*Short problem*:
Repeat exactly the lines that run from the one containing "of the hillside" to the end of the data, and leave out all others.
------------------------------
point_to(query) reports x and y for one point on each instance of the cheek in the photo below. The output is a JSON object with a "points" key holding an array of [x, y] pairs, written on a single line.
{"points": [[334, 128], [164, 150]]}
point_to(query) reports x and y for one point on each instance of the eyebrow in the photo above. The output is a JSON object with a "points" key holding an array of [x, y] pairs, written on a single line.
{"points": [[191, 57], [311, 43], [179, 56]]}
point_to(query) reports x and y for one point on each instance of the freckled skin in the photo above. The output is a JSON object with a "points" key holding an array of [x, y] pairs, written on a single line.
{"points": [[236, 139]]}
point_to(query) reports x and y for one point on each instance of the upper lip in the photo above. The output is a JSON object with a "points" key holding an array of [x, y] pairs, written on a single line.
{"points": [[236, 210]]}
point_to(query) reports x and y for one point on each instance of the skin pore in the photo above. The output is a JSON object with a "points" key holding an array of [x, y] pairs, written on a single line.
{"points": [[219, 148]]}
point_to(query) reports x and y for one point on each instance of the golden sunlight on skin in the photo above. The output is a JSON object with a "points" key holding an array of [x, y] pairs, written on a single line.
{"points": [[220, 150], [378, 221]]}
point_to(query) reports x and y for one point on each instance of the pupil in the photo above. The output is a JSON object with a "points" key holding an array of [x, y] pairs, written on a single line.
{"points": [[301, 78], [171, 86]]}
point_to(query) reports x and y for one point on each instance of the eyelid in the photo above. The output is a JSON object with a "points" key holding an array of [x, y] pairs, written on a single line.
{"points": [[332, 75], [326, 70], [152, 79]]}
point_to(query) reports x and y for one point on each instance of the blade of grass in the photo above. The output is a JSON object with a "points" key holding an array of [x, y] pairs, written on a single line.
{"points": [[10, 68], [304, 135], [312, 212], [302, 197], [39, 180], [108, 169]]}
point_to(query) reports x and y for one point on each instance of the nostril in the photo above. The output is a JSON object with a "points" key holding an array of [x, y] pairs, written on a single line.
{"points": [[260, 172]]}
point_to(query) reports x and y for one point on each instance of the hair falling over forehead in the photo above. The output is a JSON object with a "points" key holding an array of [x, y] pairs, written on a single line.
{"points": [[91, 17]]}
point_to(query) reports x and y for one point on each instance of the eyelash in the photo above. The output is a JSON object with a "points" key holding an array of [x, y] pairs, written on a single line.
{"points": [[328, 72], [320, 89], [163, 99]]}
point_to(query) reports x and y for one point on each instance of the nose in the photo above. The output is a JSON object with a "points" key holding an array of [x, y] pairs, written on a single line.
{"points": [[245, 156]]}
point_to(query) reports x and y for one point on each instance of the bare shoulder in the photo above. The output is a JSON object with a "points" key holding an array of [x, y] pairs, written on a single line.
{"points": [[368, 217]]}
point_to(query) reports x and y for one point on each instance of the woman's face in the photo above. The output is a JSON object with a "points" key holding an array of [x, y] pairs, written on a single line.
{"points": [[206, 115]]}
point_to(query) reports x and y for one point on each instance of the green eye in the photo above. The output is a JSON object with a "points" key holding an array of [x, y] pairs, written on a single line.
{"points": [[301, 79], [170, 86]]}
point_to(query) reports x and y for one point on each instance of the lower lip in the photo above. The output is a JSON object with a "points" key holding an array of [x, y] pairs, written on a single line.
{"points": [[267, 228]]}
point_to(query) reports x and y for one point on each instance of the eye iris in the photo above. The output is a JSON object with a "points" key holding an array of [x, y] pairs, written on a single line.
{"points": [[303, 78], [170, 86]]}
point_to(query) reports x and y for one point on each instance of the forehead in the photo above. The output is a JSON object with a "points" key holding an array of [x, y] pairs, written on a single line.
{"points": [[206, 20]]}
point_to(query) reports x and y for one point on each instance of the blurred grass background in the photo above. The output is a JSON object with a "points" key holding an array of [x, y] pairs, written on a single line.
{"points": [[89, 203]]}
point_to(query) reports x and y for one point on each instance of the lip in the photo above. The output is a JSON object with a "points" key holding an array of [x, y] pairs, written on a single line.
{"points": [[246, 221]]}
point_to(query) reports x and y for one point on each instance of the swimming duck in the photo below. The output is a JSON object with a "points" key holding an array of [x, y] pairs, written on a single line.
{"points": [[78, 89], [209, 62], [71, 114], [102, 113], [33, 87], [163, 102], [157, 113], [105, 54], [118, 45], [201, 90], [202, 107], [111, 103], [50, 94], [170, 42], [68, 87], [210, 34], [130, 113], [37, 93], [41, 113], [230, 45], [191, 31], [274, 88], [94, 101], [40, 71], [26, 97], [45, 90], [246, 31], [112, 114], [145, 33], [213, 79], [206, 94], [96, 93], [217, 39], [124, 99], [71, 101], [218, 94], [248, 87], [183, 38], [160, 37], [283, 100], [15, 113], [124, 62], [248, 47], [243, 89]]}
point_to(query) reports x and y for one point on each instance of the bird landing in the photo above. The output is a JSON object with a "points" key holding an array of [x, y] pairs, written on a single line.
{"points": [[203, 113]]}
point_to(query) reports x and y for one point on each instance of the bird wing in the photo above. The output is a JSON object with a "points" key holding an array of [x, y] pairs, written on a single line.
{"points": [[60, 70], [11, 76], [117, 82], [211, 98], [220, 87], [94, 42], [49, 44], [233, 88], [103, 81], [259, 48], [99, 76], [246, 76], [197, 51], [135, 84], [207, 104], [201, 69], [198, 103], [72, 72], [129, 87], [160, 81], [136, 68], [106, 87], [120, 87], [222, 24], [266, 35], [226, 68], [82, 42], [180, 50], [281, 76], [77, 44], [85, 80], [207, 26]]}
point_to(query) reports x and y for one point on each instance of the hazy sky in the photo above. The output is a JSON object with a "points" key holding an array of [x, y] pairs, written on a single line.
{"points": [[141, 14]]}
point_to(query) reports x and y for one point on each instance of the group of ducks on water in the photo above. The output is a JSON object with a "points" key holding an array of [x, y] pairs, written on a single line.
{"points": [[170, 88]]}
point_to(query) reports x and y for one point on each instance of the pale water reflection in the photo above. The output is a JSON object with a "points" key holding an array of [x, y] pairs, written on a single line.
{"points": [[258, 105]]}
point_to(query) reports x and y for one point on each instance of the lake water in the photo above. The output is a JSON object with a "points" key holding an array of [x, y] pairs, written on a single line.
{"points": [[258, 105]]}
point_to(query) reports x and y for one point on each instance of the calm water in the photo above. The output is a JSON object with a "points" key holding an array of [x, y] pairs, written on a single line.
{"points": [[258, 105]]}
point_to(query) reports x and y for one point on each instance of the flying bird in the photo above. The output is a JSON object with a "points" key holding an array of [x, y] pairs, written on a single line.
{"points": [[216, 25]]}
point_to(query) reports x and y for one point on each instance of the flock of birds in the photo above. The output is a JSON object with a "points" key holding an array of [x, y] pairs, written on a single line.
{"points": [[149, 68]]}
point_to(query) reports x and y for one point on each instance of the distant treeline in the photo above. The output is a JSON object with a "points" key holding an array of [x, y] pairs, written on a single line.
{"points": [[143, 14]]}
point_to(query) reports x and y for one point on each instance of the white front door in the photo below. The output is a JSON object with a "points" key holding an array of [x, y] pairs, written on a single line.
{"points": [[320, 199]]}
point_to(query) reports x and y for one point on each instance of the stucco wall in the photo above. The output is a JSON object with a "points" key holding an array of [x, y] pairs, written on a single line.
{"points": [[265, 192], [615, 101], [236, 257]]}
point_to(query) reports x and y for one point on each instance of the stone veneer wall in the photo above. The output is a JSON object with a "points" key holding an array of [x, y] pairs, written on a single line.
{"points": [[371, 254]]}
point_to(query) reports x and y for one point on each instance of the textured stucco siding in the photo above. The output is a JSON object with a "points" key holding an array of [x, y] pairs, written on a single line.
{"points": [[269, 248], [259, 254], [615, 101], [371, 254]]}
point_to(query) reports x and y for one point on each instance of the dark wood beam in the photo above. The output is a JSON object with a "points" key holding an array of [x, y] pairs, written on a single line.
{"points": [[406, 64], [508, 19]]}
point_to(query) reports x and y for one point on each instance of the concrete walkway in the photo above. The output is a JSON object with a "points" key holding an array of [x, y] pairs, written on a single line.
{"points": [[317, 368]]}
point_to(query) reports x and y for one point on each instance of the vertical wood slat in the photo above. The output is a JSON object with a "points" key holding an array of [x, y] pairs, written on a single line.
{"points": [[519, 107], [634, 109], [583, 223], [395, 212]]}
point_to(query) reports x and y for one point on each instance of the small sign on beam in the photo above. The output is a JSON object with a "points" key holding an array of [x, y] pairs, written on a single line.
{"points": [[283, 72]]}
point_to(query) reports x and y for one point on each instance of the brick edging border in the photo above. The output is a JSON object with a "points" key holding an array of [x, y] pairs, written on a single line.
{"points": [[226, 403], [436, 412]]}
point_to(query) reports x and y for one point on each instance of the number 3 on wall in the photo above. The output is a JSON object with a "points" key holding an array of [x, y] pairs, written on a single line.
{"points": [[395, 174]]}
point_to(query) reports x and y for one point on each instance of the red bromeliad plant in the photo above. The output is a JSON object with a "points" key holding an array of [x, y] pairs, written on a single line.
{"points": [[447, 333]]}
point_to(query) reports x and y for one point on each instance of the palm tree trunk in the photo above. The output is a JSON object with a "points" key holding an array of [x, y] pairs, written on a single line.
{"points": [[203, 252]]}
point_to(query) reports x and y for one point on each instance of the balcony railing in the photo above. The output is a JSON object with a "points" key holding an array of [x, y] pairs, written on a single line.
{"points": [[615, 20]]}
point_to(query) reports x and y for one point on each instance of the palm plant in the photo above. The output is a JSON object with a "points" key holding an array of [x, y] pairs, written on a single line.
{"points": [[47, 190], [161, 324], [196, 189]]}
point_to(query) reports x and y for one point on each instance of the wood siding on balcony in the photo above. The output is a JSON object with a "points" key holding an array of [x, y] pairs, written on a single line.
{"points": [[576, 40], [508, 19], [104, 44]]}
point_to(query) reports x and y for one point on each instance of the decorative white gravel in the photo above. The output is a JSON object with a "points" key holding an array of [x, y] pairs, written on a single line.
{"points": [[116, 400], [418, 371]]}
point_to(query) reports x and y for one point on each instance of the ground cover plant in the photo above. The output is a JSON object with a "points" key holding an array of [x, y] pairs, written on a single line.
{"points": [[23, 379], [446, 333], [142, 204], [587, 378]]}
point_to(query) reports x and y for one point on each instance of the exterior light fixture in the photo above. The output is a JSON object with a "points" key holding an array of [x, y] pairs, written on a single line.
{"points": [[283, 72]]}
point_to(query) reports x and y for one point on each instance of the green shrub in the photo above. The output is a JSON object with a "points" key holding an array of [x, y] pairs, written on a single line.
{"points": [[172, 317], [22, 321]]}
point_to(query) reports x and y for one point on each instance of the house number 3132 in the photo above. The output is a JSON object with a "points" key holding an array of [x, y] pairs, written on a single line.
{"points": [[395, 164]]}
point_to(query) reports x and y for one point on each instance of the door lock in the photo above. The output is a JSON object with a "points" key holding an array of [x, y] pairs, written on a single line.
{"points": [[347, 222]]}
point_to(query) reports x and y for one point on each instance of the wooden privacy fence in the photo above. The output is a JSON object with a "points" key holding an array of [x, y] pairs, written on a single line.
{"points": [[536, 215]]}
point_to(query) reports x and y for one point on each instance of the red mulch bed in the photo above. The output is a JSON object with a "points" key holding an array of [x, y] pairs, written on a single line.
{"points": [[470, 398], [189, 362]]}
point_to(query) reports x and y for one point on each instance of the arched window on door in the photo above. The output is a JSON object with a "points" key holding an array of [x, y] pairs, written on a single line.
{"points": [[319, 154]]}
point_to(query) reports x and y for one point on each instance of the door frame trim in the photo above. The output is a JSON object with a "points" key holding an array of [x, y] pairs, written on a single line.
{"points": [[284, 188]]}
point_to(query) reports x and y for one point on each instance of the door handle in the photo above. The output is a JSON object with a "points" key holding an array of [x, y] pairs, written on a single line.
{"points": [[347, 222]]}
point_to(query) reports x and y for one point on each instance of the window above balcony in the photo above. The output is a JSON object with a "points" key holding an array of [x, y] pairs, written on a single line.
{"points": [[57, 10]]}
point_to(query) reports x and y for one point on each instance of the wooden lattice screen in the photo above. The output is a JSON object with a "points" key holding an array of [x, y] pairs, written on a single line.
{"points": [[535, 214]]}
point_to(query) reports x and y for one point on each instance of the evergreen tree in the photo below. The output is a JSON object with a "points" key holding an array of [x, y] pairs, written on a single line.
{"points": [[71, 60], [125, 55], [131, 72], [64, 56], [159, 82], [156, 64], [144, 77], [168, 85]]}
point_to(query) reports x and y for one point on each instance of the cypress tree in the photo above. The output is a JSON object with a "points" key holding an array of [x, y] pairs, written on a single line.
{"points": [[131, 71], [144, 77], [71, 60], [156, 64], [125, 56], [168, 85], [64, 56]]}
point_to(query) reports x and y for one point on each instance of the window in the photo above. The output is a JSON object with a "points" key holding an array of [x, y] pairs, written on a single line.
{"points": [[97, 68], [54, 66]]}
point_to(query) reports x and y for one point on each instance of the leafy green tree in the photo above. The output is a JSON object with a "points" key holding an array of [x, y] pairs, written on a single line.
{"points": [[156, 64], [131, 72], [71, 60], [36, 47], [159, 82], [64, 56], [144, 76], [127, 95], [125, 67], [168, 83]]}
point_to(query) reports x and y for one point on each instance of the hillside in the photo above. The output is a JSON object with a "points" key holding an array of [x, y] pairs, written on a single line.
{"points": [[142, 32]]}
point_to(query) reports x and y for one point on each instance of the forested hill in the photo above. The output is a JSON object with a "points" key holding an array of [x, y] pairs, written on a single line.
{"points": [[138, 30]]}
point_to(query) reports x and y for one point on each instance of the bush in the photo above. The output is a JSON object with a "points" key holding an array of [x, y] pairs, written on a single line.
------------------------------
*Result below*:
point_to(query) reports x and y for one point on each instance of the hillside in the photo above. The output is a JSON object with a "points" key holding an array of [x, y] pairs, written on a single line.
{"points": [[142, 32]]}
point_to(query) reports x and y for one point on each instance of the forested hill in the photo above. The output is a JSON object with a "points" key holding an array of [x, y] pairs, written on a single line.
{"points": [[138, 30]]}
point_to(query) reports x and y for one point on each instance of the bush in the photo above. The output is a JSON object with a "points" key holding an array of [x, y] pairs, written on a single line.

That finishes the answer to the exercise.